>> start
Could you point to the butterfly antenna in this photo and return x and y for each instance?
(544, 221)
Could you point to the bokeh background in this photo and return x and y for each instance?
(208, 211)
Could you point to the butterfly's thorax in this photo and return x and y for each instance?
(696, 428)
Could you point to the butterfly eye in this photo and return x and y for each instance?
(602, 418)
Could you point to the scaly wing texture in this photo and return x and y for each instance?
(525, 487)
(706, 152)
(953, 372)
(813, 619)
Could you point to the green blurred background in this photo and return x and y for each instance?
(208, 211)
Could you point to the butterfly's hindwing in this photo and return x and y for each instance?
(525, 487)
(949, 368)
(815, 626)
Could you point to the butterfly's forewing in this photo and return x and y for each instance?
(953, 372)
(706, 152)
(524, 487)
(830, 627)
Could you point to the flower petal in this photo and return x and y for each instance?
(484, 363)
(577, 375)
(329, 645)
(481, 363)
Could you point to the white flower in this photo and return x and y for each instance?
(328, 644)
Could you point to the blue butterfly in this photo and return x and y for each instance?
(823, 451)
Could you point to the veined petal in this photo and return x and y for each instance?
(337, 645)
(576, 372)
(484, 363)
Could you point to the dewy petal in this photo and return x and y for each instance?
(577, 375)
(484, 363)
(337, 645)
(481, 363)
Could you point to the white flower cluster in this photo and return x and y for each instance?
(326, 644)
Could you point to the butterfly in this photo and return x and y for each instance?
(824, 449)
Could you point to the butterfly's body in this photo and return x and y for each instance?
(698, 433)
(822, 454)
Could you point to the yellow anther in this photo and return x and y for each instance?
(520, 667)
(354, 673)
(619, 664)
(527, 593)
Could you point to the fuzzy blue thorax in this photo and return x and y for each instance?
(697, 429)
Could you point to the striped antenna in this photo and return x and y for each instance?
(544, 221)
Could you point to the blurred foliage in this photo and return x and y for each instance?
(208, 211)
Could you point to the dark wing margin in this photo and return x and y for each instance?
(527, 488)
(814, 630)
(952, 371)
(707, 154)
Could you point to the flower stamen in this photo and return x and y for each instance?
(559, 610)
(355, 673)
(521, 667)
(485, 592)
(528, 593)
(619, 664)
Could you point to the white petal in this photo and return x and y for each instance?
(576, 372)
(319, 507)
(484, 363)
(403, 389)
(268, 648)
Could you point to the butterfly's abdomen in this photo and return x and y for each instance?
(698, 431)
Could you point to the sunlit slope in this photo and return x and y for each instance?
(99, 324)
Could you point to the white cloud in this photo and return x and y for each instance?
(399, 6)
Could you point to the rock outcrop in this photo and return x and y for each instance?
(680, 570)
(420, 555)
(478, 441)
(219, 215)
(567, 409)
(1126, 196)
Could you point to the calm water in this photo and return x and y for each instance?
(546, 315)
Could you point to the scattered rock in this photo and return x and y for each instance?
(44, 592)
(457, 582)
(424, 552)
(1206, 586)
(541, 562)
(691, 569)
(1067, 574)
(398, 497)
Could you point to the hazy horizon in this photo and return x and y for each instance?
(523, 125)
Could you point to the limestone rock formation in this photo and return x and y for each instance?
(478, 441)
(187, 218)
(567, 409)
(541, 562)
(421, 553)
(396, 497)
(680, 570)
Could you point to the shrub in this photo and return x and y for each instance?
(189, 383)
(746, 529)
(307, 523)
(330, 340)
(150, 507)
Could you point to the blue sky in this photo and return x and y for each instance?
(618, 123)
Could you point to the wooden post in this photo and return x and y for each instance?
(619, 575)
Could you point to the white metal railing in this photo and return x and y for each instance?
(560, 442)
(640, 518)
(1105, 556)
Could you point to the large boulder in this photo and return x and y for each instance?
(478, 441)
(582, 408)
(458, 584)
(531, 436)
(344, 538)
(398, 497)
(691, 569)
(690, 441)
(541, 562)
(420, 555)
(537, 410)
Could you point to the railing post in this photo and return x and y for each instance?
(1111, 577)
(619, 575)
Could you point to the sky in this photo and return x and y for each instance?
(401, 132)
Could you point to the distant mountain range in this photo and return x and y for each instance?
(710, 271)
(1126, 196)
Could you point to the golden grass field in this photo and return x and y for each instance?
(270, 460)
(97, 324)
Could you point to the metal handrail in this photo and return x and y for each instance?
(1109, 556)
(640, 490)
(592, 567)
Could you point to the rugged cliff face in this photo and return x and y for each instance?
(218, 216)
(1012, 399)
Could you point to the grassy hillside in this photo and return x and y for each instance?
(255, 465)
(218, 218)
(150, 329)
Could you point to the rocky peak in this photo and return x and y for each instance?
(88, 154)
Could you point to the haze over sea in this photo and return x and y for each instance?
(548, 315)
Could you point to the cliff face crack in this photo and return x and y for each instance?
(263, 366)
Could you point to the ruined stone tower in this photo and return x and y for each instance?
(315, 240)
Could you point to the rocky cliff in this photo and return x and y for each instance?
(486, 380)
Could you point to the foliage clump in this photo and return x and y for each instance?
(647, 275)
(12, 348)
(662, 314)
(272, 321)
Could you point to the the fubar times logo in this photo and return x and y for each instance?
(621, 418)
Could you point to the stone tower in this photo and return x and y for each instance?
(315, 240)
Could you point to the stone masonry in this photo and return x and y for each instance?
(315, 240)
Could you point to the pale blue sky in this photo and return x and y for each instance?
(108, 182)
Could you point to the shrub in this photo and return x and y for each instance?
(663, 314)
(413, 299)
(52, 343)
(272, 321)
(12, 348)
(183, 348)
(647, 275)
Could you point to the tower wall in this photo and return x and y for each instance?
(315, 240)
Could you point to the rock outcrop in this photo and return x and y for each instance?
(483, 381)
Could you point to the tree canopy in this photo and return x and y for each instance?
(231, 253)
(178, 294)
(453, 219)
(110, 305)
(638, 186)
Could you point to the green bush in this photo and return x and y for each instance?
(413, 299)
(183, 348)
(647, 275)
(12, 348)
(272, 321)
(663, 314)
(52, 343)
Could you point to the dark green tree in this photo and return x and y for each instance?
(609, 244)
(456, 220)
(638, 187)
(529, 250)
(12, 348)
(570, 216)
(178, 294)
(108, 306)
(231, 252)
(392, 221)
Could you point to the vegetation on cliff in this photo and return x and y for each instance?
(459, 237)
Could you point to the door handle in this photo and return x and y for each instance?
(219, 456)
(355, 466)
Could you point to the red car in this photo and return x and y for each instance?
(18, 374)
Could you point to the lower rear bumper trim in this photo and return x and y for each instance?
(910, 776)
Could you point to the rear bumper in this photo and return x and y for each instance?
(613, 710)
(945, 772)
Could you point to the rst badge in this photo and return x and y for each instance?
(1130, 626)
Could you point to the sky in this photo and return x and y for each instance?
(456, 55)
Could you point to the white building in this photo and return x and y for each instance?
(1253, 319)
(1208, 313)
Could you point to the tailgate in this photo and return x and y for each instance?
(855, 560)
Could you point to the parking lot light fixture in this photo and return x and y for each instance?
>> end
Task to carry out »
Reproduce the rows above, substituting "Can you locate" for each occurrence of "Could you point to" and keeping every other word and coordinate unchanged.

Response to this exercise »
Can you locate the butterfly antenna in this photo and return x and y for each instance?
(544, 221)
Can you locate the bokeh background in this photo and return x and y for each instance?
(208, 211)
Can you locate the butterfly's thorax in this photo and return x and y for each instance?
(696, 428)
Can you locate the butterfly eye in this photo and return x and y for each instance?
(602, 418)
Can you locate the scaly wing texture in this photo and return x and y for each instance?
(525, 487)
(706, 152)
(953, 372)
(813, 619)
Can you locate the green blurred background in this photo and return x and y for each instance?
(208, 211)
Can you locate the butterfly's hindwing in this photo and return x and y for each instance?
(525, 487)
(949, 368)
(815, 626)
Can you locate the butterfly's forewing in this photo and return x and y for each instance?
(953, 372)
(706, 152)
(524, 487)
(830, 627)
Can you locate the flower petal in this photo and return x and y for each instance?
(484, 363)
(577, 375)
(329, 645)
(481, 363)
Can you locate the white flower in this photo and return x and y for each instance?
(328, 644)
Can you locate the blue butterfly in this photo and return x and y for each instance?
(823, 451)
Can you locate the veined petal in this photo and return x and y for each instance?
(337, 645)
(576, 372)
(484, 363)
Can you locate the dewy petal in this photo and return x and y for each instance?
(577, 375)
(484, 363)
(337, 645)
(481, 363)
Can you locate the white flower cluster in this photo and return x and y for each instance?
(326, 644)
Can you locate the butterfly in this photo and return x and y for each instance?
(824, 449)
Can you locate the butterfly's body in this photo and return x and y for each instance?
(698, 433)
(822, 454)
Can you locate the yellow anther in this photo and return x and y for each instance?
(520, 667)
(354, 673)
(619, 664)
(527, 593)
Can you locate the fuzzy blue thorax in this photo and return x and y for each instance?
(697, 429)
Can you locate the striped antenna in this photo and return x and y for each instance?
(544, 221)
Can you locate the blurred foliage in this photo and return x and y for each instance?
(208, 211)
Can you locate the dark wing margin in this photo and return x and y for each instance?
(527, 488)
(814, 630)
(952, 371)
(707, 154)
Can you locate the flower stamen in this photo and return x and y for each instance?
(559, 610)
(355, 673)
(521, 667)
(485, 592)
(528, 593)
(619, 664)
Can you locate the white petal in this photo and return x and y for each instance?
(576, 372)
(319, 507)
(484, 363)
(403, 389)
(268, 648)
Can you locate the butterfly's abdomen in this photo and return x and y for each instance?
(698, 431)
Can you locate the sunlit slope in this photo and return x and y for each instance?
(99, 324)
Can you locate the white cloud in this photo and return x and y for each instance?
(399, 6)
Can you locate the rock outcrop in this photo and return x and y for each instance?
(680, 570)
(420, 555)
(478, 441)
(219, 215)
(567, 409)
(1126, 196)
Can you locate the calm water in this photo and return x and y for each instance?
(546, 315)
Can you locate the scattered rock in this photo and return x and y for each instance?
(44, 592)
(457, 582)
(424, 552)
(1206, 586)
(541, 562)
(691, 569)
(1067, 574)
(398, 497)
Can you locate the hazy horizon in this photo and return x and y for each instance?
(523, 125)
Can you locate the limestone rock formation in this photo and return x and y for each instance?
(478, 441)
(187, 218)
(567, 409)
(541, 562)
(421, 553)
(396, 497)
(680, 570)
Can you locate the shrub in this photo and return x and y for each instance?
(189, 383)
(746, 529)
(307, 523)
(330, 340)
(150, 507)
Can you locate the blue sky in this photo and return x and y for each instance?
(618, 123)
Can you locate the wooden post in this photo and return x and y for each instance?
(619, 575)
Can you locate the white metal railing in this photo and return x and y for each instance?
(560, 442)
(640, 518)
(1105, 556)
Can you locate the large boulder in this photo and return x and y for each instance?
(478, 441)
(582, 408)
(458, 584)
(531, 436)
(344, 538)
(398, 497)
(691, 569)
(690, 441)
(541, 562)
(420, 555)
(537, 410)
Can you locate the railing post in this photo and return x and y for each instance?
(1111, 577)
(619, 575)
Can you locate the sky in this photo and return x and y for each instance?
(401, 132)
Can you locate the distant mountain range in this photo and return x and y for each instance?
(710, 271)
(1126, 196)
Can you locate the golden grass field in this photo and return x and y for each instance?
(270, 460)
(97, 324)
Can you locate the metal handrail in this photo and return x and y for each instance?
(1109, 556)
(640, 490)
(592, 567)
Can you locate the rugged cliff face in this photo and return x and y for each instance?
(218, 216)
(1012, 399)
Can you locate the grassy hillside in this photo and return x and y for each instance?
(255, 465)
(218, 218)
(150, 329)
Can you locate the rocky peak in this photo and return x and y for each instance?
(88, 154)
Can you locate the haze over sea in this photo and return x and y for each instance?
(548, 315)
Can you locate the cliff face crack in this photo and return x and y for each instance?
(263, 366)
Can you locate the ruined stone tower in this photo and return x and y for each instance?
(315, 240)
Can you locate the rocky cliff in this photo and return x and y for each instance?
(486, 380)
Can you locate the foliage clump in this photo and return x and y for each instance?
(647, 275)
(12, 348)
(662, 314)
(272, 321)
Can you locate the the fubar times logo in this photo and return x and y for each instance?
(621, 418)
Can you locate the stone tower in this photo and return x and y for each instance?
(315, 240)
Can you locate the stone masonry in this photo and return x and y for each instance?
(315, 240)
Can you locate the pale blue sky in this photo and return x and y for each instance?
(108, 182)
Can you locate the shrub in this photo and return x and y for each instance?
(663, 314)
(413, 299)
(52, 343)
(272, 321)
(12, 348)
(183, 348)
(647, 275)
Can you locate the tower wall in this photo and return x and y for each instance?
(315, 240)
Can you locate the rock outcrop in this photo and return x and y for each instance?
(483, 381)
Can you locate the tree canopy in this photo and return x and y for each instance?
(231, 253)
(178, 294)
(453, 219)
(110, 305)
(638, 186)
Can you locate the green bush in this photo and return x and y for each instance?
(413, 299)
(183, 348)
(647, 275)
(12, 348)
(272, 321)
(663, 314)
(52, 343)
Can you locate the dark green tree in this photo and return x and y for each instance?
(609, 244)
(456, 220)
(638, 187)
(529, 250)
(12, 348)
(570, 216)
(178, 294)
(108, 306)
(231, 252)
(392, 221)
Can you locate the vegetation on cliff in this photo and return x and y for each instance?
(459, 237)
Can you locate the door handle in this photo and return x and y for each instance?
(219, 456)
(355, 466)
Can you locate the red car in this photo and return x and y for each instance?
(18, 374)
Can you locate the lower rear bumper trim in this photo and return x and y for each instance?
(910, 776)
Can you locate the rear bumper in this photo and return x and y for each instance?
(613, 710)
(945, 772)
Can you locate the rst badge in this photo and return x and y for each instance?
(1130, 626)
Can you locate the sky in this photo and return x and y for each instance?
(456, 55)
Can you locate the white building in this photo and return x and y for each instance?
(1253, 319)
(1208, 313)
Can you locate the tailgate in this photo and return x and y for each instance?
(855, 560)
Can you locate the parking lot light fixture in this photo and return x and y for each instance?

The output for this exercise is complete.